> Compito scritto
Prosegui il racconto sulla musica e sul Festival di Sanremo a partire dall'ultima frase riportata.

Ecco, più invecchio e più sento la nostalgia del telefono di una volta, quello appeso al muro, che ti costringeva a dire le cose essenziali ed a essere breve, altrimenti ti si addormentavano le gambe.



giovedì 15 agosto 2013

Io e la musica

Sono il risultato dell'incrocio fra una cantante lirica (soprano) e insegnante di pianoforte e uno "stonato puro" appassionato di musica sinfonica: ecco da questo si può dedurre che la musica è stata la colonna sonora che ha scandito la mia vita. Ricordo che quando ero bambina e vivevo a Villasanta (vicino a Monza), la camera da letto in cui dormivo con i miei genitori confinava con una sala da pranzo tramutata in studio/officina da mio padre....sala da pranzo perché effettivamente c'erano i mobili di una sala da pranzo, studio/officina perché il tavolo invece che piatti e bicchieri ospitava attrezzi vari, documenti, dischi e scheletri di radio a valvole e chi più ne ha più ne metta. In quella sala c'era anche il giradischi col quale mio padre ascoltava musica sinfonica mentre lavorava ai suoi hobbies la sera, dopo una giornata di lavoro passata nella sua officina di Milano e io mi addormentavo cullata dalle sinfonie di Beethoven oppure dalle composizioni di  Tchaikovsky, anche se le mie  ninnananne preferite erano la Moldava di Smetana e la Primavera di Grieg.
Mia madre invece riempiva le ore del giorno con lezioni di pianoforte e quindi scale, esercizi noiosi e sonatine e ripassi di arie operistiche per tenersi allenata la voce. Tentò anche con me con lo studio del pianoforte e per due anni dovetti sottomettermi a leggere note sul pentagramma proprio nelle ore in cui i miei compagni di giochi erano fuori in cortile a divertirsi. Anche se avevo dita agili, ero dotata di orecchio e sentivo il tempo ed ero intonata, lo studio del pianoforte non mi attraeva e si sa, se hai l'opportunità di avere sia lo strumento che l'insegnante in casa, quella che viene a mancare è proprio la voglia di apprendere.
Crescendo, come tutti i giovani, sono venuta a contatto con le canzoni. Le prime in assoluto quelle del Festival di Sanremo, che le famiglie seguivano con passione alla radio e i più fortunati con i primi televisori in
bianco e nero. Noi bambini si elemosinava ai genitori quanto bastava per comprare il libretto coi testi e ci si impegnava a studiare a memoria le canzoni per essere prontissimi a canticchiare soprattutto la canzone vincente.
Papaveri e papere, La casetta in Canadà, Vento, L'edera, quante belle canzoni venivano sfornate dal Festival e la gara era veramente delle canzoni, perché i cantanti erano  tre nella prima edizione del 1951 e ognuno di loro cantava più canzoni, poi negli anni successivi cominciarono ad esserci più interpreti e la gara cominciò a spostarsi dalle canzoni ai cantanti.

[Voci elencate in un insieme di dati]
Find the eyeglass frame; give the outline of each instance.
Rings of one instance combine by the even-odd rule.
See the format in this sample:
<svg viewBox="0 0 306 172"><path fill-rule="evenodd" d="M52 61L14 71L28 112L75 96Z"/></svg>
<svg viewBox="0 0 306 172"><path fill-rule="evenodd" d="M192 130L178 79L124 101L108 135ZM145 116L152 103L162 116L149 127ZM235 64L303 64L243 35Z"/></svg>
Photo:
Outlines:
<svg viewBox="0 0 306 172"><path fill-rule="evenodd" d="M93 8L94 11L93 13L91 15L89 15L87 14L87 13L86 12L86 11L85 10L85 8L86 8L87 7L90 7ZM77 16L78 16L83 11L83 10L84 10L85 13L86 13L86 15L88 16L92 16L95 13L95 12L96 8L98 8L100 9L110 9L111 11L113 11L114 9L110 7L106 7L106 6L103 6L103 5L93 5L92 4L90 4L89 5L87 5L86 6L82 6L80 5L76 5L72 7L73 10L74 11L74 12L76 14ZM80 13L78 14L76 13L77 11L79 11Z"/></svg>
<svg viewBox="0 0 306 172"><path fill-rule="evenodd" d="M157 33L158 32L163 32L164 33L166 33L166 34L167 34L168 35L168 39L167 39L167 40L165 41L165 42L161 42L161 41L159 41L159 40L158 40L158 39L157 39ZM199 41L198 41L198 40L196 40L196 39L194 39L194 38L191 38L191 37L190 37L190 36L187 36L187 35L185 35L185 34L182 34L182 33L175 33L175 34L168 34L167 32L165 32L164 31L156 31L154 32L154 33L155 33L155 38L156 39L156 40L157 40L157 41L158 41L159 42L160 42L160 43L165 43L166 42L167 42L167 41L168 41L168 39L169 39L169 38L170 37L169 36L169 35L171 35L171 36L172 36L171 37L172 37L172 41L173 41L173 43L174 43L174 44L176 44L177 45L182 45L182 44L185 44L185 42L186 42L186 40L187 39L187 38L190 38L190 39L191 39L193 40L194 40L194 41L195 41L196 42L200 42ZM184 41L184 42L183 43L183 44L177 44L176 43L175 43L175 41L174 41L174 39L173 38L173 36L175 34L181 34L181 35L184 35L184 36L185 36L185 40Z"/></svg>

> Risultato qui sotto
Negli anni '60 cominciarono a prevalere le canzoni straniere sulle italiane e i Beattles cominciarono a riempire con la loro presenza le nostre radio. Iniziarono a formarsi i "gruppi" come le Orme, la Premiata Forneria Marconi, i New Trolls, I Rolling Stones e i ragazzi della mia età spesso si riunivano per formare complessi con chitarra, basso e batteria.
Io alternavo Brahms a Gershwin con Morandi e Rita Pavone insomma spaziavo tra le note con orizzonti a largo respiro.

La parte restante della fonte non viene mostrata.